* _Page text_
Reputation: 33
I'm trying create a Savepoint with Apache Flink 1.2 in HDFS. I'm Running Flink in a local cluster on my machine. HDFS is running in a virtual machine. I managed to write to HDFS within the Flink Streaming Job, but the savepoint won't do that. My savepoint path is hdfs://hadoop:54310/savepoint/testpoint
which I specified in the UI before submitting the task.
It gives me following error message: (Invalid Path)
org.apache.flink.client.program.ProgramInvocationException: Failed to submit the job to the job manager
at org.apache.flink.runtime.webmonitor.handlers.JarRunHandler.handleJsonRequest(JarRunHandler.java:64)
at org.apache.flink.runtime.webmonitor.handlers.AbstractJsonRequestHandler.handleRequest(AbstractJsonRequestHandler.java:41)
at org.apache.flink.runtime.webmonitor.RuntimeMonitorHandler.respondAsLeader(RuntimeMonitorHandler.java:98)
at org.apache.flink.runtime.webmonitor.RuntimeMonitorHandlerBase.channelRead0(RuntimeMonitorHandlerBase.java:90)
at org.apache.flink.runtime.webmonitor.RuntimeMonitorHandlerBase.channelRead0(RuntimeMonitorHandlerBase.java:44)
at io.netty.channel.SimpleChannelInboundHandler.channelRead(SimpleChannelInboundHandler.java:105)

* _Objective_
Which Apache Flink version is the savepoint post about?

* _Data rows_
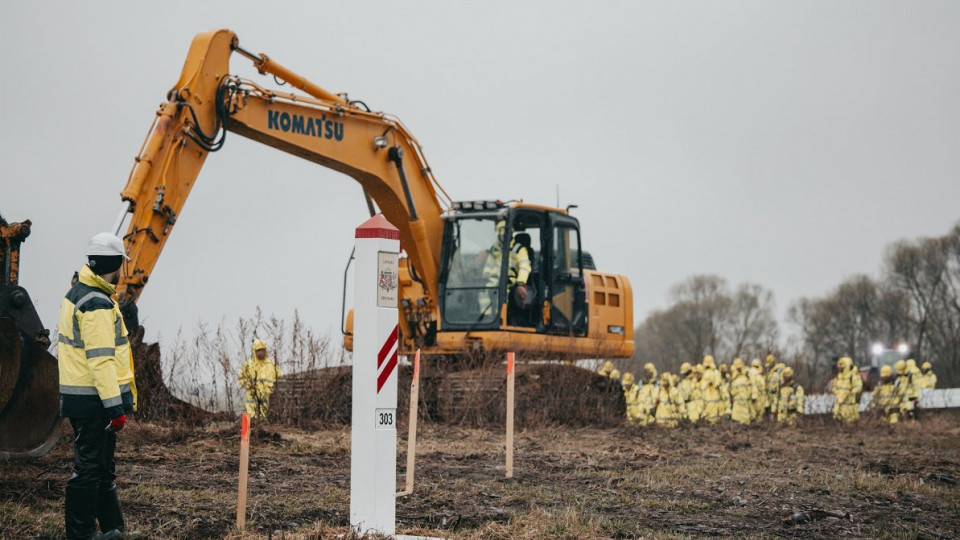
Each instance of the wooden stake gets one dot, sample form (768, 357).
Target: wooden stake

==

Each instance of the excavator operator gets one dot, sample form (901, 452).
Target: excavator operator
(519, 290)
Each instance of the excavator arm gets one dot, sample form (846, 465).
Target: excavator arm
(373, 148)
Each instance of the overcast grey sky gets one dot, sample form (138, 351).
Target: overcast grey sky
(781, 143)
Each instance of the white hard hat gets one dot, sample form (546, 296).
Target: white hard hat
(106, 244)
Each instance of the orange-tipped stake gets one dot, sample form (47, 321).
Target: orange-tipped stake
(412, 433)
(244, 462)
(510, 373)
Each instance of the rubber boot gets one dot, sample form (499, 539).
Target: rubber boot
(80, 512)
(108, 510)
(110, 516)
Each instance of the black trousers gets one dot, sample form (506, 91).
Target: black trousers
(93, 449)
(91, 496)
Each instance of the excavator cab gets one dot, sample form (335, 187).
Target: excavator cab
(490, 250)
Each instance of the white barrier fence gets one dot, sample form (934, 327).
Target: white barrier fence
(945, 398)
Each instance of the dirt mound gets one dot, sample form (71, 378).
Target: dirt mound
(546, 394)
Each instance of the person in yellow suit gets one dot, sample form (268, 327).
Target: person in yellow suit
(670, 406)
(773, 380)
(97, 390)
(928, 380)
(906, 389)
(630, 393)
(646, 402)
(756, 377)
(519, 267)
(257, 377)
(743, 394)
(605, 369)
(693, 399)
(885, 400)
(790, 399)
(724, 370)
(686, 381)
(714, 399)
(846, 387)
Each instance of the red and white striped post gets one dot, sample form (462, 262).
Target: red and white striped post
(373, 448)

---

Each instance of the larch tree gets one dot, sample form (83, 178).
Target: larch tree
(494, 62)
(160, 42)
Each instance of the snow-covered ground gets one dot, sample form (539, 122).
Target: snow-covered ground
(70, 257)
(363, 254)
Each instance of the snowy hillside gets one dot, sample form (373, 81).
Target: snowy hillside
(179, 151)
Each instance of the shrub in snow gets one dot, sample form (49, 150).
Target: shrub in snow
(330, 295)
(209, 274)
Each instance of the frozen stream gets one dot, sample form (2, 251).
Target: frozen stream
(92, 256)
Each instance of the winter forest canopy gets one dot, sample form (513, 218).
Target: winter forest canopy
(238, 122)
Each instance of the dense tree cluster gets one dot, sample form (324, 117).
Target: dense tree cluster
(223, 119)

* _Solution for this exercise_
Apache Flink 1.2